> **Collection entries**:

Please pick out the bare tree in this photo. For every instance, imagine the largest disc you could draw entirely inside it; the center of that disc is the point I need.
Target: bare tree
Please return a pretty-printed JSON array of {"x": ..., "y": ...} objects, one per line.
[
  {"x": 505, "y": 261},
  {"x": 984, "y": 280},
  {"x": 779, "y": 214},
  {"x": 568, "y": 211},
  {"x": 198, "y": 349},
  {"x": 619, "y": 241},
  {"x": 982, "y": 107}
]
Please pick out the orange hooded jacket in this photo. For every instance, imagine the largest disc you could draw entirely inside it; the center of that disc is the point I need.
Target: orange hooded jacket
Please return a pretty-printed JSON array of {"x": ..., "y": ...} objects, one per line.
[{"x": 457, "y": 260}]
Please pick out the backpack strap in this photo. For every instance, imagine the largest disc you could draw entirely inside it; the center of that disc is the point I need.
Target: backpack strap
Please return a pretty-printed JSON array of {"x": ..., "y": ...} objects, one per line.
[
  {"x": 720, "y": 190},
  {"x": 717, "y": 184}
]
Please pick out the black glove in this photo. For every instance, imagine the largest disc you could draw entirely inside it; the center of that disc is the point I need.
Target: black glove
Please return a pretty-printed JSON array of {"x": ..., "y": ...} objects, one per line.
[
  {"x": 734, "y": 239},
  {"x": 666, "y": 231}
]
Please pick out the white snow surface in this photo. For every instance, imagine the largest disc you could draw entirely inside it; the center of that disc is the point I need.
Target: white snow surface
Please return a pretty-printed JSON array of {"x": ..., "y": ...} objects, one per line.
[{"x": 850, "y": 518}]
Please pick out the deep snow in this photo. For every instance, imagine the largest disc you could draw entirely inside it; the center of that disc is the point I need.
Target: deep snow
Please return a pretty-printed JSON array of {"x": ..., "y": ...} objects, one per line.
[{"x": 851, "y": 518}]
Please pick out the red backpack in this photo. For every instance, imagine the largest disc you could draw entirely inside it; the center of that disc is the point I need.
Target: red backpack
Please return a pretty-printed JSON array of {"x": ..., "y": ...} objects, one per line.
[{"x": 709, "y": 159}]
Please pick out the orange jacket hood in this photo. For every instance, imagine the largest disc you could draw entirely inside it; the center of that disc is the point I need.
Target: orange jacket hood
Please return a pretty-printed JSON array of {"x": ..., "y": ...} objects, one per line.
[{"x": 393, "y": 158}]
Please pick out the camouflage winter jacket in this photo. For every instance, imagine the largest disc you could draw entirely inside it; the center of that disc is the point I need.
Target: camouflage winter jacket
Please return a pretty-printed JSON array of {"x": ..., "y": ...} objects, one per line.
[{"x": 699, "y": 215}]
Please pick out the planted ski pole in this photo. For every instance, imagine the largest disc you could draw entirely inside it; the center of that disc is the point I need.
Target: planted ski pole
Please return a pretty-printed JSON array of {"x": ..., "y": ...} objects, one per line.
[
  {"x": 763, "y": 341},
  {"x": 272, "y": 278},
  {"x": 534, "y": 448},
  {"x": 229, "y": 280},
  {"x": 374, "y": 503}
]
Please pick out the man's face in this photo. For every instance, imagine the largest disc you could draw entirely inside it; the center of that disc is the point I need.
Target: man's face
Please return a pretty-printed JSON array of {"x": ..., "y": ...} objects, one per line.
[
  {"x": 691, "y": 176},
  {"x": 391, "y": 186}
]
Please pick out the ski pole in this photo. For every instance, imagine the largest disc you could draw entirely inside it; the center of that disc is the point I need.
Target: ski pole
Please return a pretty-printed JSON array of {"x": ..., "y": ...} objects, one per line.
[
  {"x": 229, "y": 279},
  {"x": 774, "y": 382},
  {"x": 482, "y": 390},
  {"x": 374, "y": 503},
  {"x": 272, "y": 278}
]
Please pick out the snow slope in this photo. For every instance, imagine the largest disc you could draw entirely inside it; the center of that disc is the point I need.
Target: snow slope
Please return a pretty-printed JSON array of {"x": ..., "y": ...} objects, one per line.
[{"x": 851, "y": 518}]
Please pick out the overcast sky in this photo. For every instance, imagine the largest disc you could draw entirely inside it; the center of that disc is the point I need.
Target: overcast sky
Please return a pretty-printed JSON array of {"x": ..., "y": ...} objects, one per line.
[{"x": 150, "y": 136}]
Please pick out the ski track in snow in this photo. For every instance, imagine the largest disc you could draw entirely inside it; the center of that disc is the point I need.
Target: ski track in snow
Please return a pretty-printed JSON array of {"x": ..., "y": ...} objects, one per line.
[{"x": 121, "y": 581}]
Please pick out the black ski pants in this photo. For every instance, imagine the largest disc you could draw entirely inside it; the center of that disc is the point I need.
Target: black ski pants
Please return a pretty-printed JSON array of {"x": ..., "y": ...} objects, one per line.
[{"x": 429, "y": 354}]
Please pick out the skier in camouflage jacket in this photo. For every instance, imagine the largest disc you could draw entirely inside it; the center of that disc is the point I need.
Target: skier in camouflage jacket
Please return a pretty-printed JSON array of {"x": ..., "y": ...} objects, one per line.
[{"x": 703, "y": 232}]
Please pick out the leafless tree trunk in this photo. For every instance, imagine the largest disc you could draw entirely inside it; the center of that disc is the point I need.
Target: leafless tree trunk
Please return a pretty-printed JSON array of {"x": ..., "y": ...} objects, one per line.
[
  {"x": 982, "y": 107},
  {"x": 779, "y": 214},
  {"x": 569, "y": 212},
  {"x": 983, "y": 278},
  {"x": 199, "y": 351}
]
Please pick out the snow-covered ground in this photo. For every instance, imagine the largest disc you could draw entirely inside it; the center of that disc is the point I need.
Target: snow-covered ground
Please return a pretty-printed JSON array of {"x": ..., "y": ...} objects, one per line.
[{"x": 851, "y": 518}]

> **The problem**:
Reproduce every one of these records verbatim, line for line.

> **Response to this exercise**:
Please pick out the bare tree in this photo. For every instance, imagine the largest disc you could draw entirely inside it; the center of that disc is the point I need.
Target: bare tree
Please return a pretty-printed JSON array of {"x": ..., "y": ...} objects, one per line.
[
  {"x": 505, "y": 261},
  {"x": 984, "y": 280},
  {"x": 779, "y": 214},
  {"x": 568, "y": 211},
  {"x": 198, "y": 349},
  {"x": 619, "y": 241},
  {"x": 982, "y": 107}
]
Please pick out the orange hooded jacket in this photo. For every instance, imagine the largest disc you could draw entirely inside it; the center of that disc is the point I need.
Target: orange hooded jacket
Please return a pretty-printed JSON array of {"x": ..., "y": ...} objects, one per line.
[{"x": 457, "y": 260}]
Please pick out the backpack strap in this photo. For every instance, imagine the largest disc you could draw entirely inside it; the center of that disc is the point I need.
Target: backpack strap
Please return a pretty-printed JSON array of {"x": ..., "y": ...} objects, one per line.
[
  {"x": 720, "y": 190},
  {"x": 717, "y": 184}
]
Please pick out the black glove in this photo. For every instance, imagine the largest disc you could draw entirely inside it; the center of that disc is the point I need.
Target: black glove
Please return a pretty-printed JSON array of {"x": ..., "y": ...} objects, one per line.
[
  {"x": 734, "y": 239},
  {"x": 666, "y": 231}
]
Please pick out the white snow surface in this photo. For every instance, imagine the largest disc you could draw entirely inside it; the center of that disc is the point I need.
Target: white snow surface
Please return a pretty-printed JSON array of {"x": ..., "y": ...} objects, one per line.
[{"x": 850, "y": 518}]
Please pick out the deep snow in this photo. For every instance, imagine the largest disc you could draw entirely inside it; the center of that disc is the point I need.
Target: deep snow
Please return a pretty-printed JSON array of {"x": ..., "y": ...} objects, one per line.
[{"x": 851, "y": 518}]
Please pick out the red backpack in this photo. For every instance, imagine the largest disc you could draw entirely inside it; the center of that disc is the point I need.
Target: red backpack
Please return a pretty-printed JSON array of {"x": ..., "y": ...} objects, one per line.
[{"x": 709, "y": 159}]
Please pick out the orange jacket hood in this photo. For every instance, imagine the largest disc you could draw entirely inside it; the center of that disc is the point I need.
Target: orange jacket hood
Please return a pretty-printed JSON array of {"x": ..., "y": ...} objects, one per line.
[{"x": 393, "y": 158}]
Please pick out the camouflage winter jacket in this photo. For every instance, imagine the largest disc you could draw entirely inside it; the center of that disc is the point I need.
Target: camouflage winter jacket
Please return a pretty-printed JSON array of {"x": ..., "y": ...} objects, one per line.
[{"x": 699, "y": 215}]
Please pick out the planted ski pole in this photo. For every instance, imagine the largest disc you could draw entirely inside it; the center of that disc is the point I need.
Target: planted ski pole
Please return a pretty-printed JSON array of {"x": ..., "y": ...} objects, one per line.
[
  {"x": 763, "y": 341},
  {"x": 272, "y": 278},
  {"x": 534, "y": 448},
  {"x": 229, "y": 280},
  {"x": 374, "y": 503}
]
Please pick out the man's face in this photo. For every instance, imagine the largest disc you could draw entirely inside it; the center of that disc is the point I need.
Target: man's face
Please return a pretty-printed JSON array of {"x": ..., "y": ...} objects, one per line.
[
  {"x": 691, "y": 176},
  {"x": 391, "y": 186}
]
Please pick out the ski pole in this photo. For every instance, imagine the largest disc you could draw entirely inside it; the center of that disc is the point I need.
Target: ski pole
Please return a pretty-printed JSON array of {"x": ..., "y": ...} objects, one per line.
[
  {"x": 229, "y": 279},
  {"x": 774, "y": 382},
  {"x": 482, "y": 390},
  {"x": 374, "y": 503},
  {"x": 272, "y": 278}
]
Please pick out the snow slope in this photo. For every instance, imagine the largest disc you could draw entirely inside it; the center of that disc is the point I need.
Target: snow slope
Please return a pretty-printed JSON array of {"x": ..., "y": ...} objects, one per line.
[{"x": 851, "y": 518}]
Please pick out the overcast sky in this photo. For every instance, imagine the largest disc you could draw entirely inside it; the center of that disc is the point I need.
Target: overcast sky
Please return a pretty-printed JSON array of {"x": ..., "y": ...} objects, one per line.
[{"x": 150, "y": 136}]
Please pick out the ski track in snow in this photo. For every instance, imagine the largest disc you could draw entirely inside it; the center of that disc is the point I need.
Target: ski track in snow
Please return a pretty-printed JSON array of {"x": ..., "y": ...} objects, one per line.
[{"x": 121, "y": 581}]
Please pick out the black ski pants in this photo. For every instance, imagine the largest disc you could draw entirely inside it; the center of that disc is the point I need.
Target: black ski pants
Please return a pretty-printed JSON array of {"x": ..., "y": ...} objects, one per line.
[{"x": 429, "y": 354}]
Please pick out the skier in camouflage jacket in this photo. For every instance, imagine the largest disc you could draw entirely inside it; the center of that disc is the point I need.
Target: skier in camouflage jacket
Please return a pretty-printed JSON array of {"x": ..., "y": ...} objects, one per line.
[{"x": 703, "y": 232}]
Please pick out the leafless tree trunk in this photo. For every instance, imagine the largest disc you could draw entirely inside it; the center of that disc is the point I need.
Target: leafless tree trunk
Please return a pretty-printed JSON array of {"x": ..., "y": ...} objects, one per line.
[
  {"x": 982, "y": 107},
  {"x": 779, "y": 214},
  {"x": 569, "y": 212},
  {"x": 983, "y": 278},
  {"x": 199, "y": 351}
]
Please pick out the snow-covered ground in this photo. For every instance, imagine the largest disc you could draw entirely inside it; the center of that disc is the point I need.
Target: snow-covered ground
Please return a pretty-printed JSON array of {"x": ..., "y": ...} objects, one per line.
[{"x": 851, "y": 518}]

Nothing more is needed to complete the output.